### Work to complete
Edit the listing below so that every "this photo" becomes "this image", with nothing else altered. Omit the pictures from your version.

### Material for this task

+===+

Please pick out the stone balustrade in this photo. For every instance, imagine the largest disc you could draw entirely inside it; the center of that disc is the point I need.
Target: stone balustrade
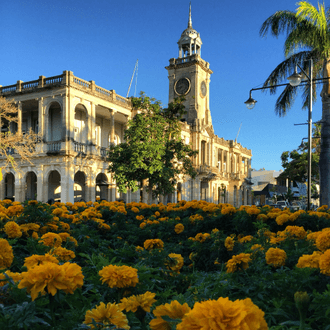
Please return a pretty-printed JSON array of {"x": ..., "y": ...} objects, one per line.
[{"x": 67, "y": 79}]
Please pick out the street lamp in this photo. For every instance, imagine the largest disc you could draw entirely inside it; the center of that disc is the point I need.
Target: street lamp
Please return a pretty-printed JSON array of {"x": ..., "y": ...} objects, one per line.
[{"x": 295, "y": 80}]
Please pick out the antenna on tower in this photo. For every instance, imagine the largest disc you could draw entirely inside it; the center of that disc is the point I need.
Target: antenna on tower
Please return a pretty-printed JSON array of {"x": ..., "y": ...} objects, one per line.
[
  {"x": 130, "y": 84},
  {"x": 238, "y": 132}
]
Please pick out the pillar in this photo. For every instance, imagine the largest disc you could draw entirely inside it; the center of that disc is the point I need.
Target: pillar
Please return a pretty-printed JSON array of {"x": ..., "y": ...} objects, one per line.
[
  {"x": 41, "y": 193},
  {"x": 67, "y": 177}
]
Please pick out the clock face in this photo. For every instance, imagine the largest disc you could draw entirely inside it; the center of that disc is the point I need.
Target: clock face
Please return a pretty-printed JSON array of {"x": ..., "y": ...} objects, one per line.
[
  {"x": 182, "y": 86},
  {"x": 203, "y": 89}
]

+===+

### Full solution
Please pick out the stone balustrade in this image. For every instance, imagine the largest disc you could draw entirely inside it; the center of that disc is the point I need.
Target: stone balustrade
Please return a pretty-printed JSON array of {"x": ..., "y": ...} objects, one per line.
[{"x": 67, "y": 79}]
Please pick out the street lamp in this image. For every instance, imagine the largest disc you could draw entirely inside it; the center of that disc is the point I need.
Target: street lamp
Please return a pretty-printed JSON array of {"x": ..., "y": ...} objects, one per line.
[{"x": 295, "y": 80}]
Please pick out the antenna on tower in this image. For every instance, imagine the largest disc you could draw entirely inside it; the center of that disc is the point I need.
Target: antenna on tower
Please return a pretty-printed JSON array of {"x": ..., "y": ...} objects, one per line.
[
  {"x": 130, "y": 84},
  {"x": 238, "y": 132}
]
Please pick out the pillar in this image. For every instance, imagine the largest disc you could draw entirely inside it; the center of that disc is the point I need.
Target: pillar
Please return a pretty-printed JSON array of {"x": ..., "y": ...} objects, one per line.
[
  {"x": 41, "y": 193},
  {"x": 67, "y": 177}
]
Please pick out the clock face in this image. For every instance, imagine the largest disc you could draw entirely inside it; the center of that disc is the point I need.
Target: clock face
Please return a pretty-printed JSON array of {"x": ..., "y": ...} objects, one per line.
[
  {"x": 182, "y": 86},
  {"x": 203, "y": 89}
]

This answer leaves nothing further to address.